I checked and sure enough, they thought these angle brackets were literal
ones. Fortunately this sort of misunderstanding usually happens only once.

Update: another student did the same on the Wednesday section.

While each group was trying out git and gitea on their own, I closely
inspected all their repos on gitea. A common, obvious mistake is that
some of them were using arbitrary strings as branch names, whereas it says
"your student id" in the tutorial. This was my fault; I used alice and bob
in my demonstration for "simplicity", but quite the contrary, it misled
students.

I was in charge of 7 groups. At the end, two were very close from
completing everything; others had varying levels of success. Many
individuals hardly did anything at all. (They _might_ be doing things
locally, but come on.)

## Rule 0 of online labs: no one will speak

Absolutely no one unmuted their microphone. I believe I was the only one
that ever spoke. Kinda expected that, huh?

Anyway, I survived an awkward interaction via chatbox, and ended the lab
leaving most attendees still confused.

I also made a mistake when explaing the difference between `A'` and `A.'`
in matlab. I thought they both transpose `A` because I am an inferior
being constrained to the real number line, unaware of the complex plane.
• • • •
#### Work to complete:
In the lab notes, which names did the writer use as branch names in the demonstration? The data that comes next has nothing to do with the lab notes.

#### Entries supplied:
• • • •
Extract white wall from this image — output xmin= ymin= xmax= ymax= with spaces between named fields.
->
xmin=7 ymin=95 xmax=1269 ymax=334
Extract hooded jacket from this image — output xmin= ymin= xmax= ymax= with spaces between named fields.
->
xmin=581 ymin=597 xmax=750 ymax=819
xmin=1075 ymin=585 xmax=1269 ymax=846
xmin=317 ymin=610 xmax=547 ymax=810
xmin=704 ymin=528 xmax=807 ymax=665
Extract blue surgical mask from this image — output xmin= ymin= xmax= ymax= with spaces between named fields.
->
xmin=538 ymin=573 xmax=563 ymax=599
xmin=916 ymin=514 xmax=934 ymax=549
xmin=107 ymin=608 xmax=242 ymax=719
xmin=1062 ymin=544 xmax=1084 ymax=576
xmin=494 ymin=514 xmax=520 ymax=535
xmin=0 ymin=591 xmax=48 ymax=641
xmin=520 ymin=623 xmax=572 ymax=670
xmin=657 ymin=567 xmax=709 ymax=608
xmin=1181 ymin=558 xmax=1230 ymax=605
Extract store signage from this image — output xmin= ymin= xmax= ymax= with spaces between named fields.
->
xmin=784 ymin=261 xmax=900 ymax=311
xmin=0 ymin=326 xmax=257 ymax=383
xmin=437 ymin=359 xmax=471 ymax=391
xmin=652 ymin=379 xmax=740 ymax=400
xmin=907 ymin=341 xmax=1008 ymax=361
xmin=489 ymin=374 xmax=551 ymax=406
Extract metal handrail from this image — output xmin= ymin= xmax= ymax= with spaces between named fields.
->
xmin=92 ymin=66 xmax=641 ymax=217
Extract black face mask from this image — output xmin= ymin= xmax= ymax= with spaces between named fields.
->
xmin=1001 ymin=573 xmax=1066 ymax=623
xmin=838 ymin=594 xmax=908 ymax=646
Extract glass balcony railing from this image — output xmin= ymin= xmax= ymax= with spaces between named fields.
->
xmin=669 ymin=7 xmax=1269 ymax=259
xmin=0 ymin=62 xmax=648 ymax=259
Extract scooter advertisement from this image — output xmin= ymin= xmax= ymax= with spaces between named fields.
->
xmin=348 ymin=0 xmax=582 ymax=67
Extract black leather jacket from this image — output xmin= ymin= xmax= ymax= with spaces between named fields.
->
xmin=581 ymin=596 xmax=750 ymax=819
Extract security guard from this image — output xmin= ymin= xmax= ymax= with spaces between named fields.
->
• • • •
#### Response to this task:
Alice and bob.